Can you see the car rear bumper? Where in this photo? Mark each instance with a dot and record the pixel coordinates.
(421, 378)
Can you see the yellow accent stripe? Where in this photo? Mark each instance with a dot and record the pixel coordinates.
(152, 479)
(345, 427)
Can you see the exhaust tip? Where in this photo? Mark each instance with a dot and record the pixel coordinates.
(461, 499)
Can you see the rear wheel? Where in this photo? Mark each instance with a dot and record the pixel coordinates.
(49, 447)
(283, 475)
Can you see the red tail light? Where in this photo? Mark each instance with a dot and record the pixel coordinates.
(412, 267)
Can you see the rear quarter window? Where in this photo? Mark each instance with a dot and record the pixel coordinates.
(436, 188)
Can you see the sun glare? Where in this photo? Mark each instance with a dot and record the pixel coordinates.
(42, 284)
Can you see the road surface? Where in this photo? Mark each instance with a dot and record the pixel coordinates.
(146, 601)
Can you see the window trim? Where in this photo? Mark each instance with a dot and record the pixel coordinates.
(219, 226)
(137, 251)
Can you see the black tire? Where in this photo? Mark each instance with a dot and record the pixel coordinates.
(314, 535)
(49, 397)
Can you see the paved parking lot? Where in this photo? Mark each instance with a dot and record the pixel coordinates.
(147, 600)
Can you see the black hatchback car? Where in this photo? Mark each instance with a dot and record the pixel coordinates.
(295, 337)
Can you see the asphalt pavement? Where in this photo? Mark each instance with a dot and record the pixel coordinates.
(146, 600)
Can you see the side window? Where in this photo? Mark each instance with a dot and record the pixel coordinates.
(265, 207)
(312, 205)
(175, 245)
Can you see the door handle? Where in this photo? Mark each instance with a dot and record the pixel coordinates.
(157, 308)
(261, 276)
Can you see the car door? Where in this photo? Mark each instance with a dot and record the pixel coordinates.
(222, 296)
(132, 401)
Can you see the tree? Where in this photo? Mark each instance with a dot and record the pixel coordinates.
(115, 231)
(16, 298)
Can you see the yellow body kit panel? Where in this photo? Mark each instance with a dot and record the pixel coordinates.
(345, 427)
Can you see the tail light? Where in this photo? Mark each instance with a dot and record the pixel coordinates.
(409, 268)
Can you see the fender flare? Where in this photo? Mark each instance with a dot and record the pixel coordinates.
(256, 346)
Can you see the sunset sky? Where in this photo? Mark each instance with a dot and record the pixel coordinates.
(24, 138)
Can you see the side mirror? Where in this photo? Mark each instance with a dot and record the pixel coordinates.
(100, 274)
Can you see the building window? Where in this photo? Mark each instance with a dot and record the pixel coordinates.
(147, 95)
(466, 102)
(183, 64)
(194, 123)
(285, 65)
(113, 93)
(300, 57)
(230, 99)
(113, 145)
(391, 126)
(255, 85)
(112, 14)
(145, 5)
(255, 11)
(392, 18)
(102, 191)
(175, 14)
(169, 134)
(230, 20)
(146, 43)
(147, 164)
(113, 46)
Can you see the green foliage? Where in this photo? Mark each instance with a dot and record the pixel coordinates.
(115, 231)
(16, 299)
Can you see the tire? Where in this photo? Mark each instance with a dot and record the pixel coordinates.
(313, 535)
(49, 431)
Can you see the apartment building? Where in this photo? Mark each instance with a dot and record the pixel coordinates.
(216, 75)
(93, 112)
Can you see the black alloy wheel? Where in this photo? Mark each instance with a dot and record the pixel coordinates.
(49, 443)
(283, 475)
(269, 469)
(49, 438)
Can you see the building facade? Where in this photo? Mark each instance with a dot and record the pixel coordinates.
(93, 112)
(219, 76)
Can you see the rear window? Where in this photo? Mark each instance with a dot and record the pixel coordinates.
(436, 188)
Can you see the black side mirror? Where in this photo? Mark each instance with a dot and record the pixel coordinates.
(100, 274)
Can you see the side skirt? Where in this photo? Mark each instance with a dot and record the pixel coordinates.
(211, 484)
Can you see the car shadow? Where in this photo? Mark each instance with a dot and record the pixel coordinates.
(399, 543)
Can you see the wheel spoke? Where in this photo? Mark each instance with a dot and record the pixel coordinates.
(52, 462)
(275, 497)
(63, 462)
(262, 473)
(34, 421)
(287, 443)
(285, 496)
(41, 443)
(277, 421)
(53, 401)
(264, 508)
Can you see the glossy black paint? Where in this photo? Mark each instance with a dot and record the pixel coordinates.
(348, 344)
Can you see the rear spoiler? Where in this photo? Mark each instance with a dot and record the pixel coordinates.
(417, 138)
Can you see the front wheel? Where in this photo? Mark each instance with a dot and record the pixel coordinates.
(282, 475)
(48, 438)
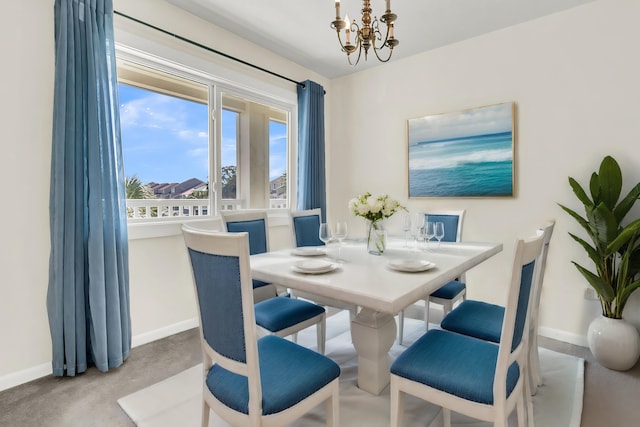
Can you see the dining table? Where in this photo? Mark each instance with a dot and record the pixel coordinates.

...

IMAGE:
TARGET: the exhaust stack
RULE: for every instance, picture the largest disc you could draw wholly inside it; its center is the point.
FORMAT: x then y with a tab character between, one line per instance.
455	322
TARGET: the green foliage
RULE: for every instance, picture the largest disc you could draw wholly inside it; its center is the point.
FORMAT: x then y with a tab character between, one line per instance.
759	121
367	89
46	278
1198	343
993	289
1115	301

--

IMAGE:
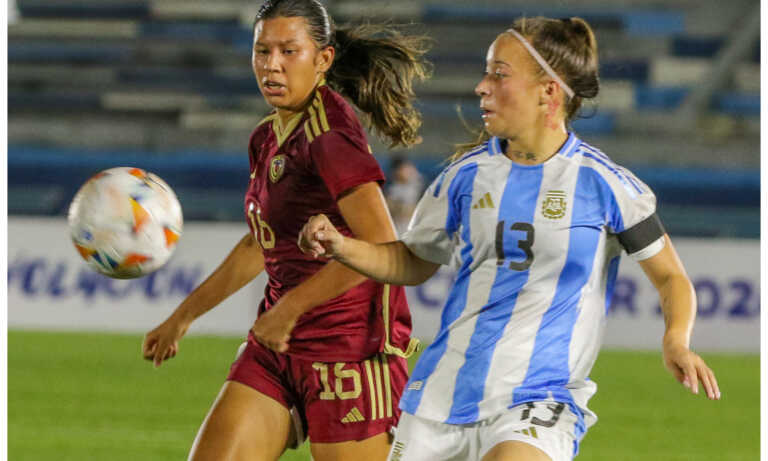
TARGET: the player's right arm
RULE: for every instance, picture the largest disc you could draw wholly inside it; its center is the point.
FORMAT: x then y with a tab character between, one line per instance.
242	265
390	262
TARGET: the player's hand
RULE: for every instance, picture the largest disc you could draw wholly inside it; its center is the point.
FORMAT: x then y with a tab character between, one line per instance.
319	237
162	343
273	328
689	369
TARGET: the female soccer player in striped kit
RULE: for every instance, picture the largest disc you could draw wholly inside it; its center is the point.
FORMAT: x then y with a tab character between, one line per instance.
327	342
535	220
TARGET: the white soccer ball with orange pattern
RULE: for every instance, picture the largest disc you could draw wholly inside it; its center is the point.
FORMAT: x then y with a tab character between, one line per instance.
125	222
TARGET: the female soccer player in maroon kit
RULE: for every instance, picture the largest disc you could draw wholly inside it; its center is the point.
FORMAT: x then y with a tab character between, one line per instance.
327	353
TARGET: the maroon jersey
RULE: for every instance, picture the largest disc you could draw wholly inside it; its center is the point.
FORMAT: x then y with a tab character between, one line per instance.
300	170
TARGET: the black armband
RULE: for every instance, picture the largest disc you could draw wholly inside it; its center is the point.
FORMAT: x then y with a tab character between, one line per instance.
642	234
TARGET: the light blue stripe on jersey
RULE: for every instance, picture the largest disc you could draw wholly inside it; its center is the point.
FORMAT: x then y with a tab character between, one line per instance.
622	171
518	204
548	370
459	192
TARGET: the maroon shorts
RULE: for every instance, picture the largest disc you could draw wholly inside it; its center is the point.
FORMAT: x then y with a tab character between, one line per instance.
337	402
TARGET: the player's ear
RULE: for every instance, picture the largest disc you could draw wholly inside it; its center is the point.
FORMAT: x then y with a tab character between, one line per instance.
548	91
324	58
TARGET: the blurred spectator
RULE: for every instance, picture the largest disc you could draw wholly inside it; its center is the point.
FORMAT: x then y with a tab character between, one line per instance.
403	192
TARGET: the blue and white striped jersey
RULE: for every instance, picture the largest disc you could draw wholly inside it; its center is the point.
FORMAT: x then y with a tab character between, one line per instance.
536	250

## [EXERCISE DETAILS]
In the part of the listing above that opens with the line containing "Can you see the tire?" and closes with the line containing "Can you see the dining", swap "photo" for "image" and leave everything else unchanged. Reproduce only those lines, without the pictures.

## [RESULT BELOW]
Can you see the tire? Where in this image? Mark each instance with a dot and record the pixel coordinates.
(313, 535)
(49, 431)
Can you see the apartment building? Where in this image? Mark each instance with a dot and record the pixel coordinates.
(216, 75)
(93, 112)
Can you see the black alloy wheel? Where in this image? Mark each instance with a dot and record the pixel coordinates.
(49, 443)
(283, 475)
(269, 469)
(49, 438)
Can you see the building facade? Where in this image? Mark each instance with a dot and record the pixel coordinates.
(93, 112)
(219, 76)
Can you see the rear window? Where in this image? Mark each instance with a dot and record the pixel coordinates.
(436, 188)
Can you see the black side mirror? Where in this image? Mark each instance with a dot and record the pixel coordinates.
(100, 274)
Can you see the side skirt? Where in this image? Mark each instance with a dot and record the pixel coordinates.
(211, 484)
Can you see the car shadow? Where in this image? Mark each instance with a dot and record the pixel coordinates.
(399, 543)
Can you see the wheel spoke? Where in this image? Mark each instance with a dot and record the pixel coordinates.
(52, 462)
(275, 497)
(63, 462)
(262, 473)
(34, 421)
(287, 443)
(285, 496)
(41, 443)
(277, 421)
(53, 401)
(264, 508)
Can you see the glossy black paint? Where in this image? Mark each instance with a dot and record the pixel coordinates.
(348, 344)
Can you see the rear spoiler? Where in this image? Mark each instance with a dot and record the pixel coordinates.
(417, 138)
Can you see the front wheel? Where in this image? Mark each instance with a dot and record the pixel coordinates.
(282, 475)
(48, 438)
Can you see the dining table? Where in this image? Mark each instance with a dot and record the pixel coordinates.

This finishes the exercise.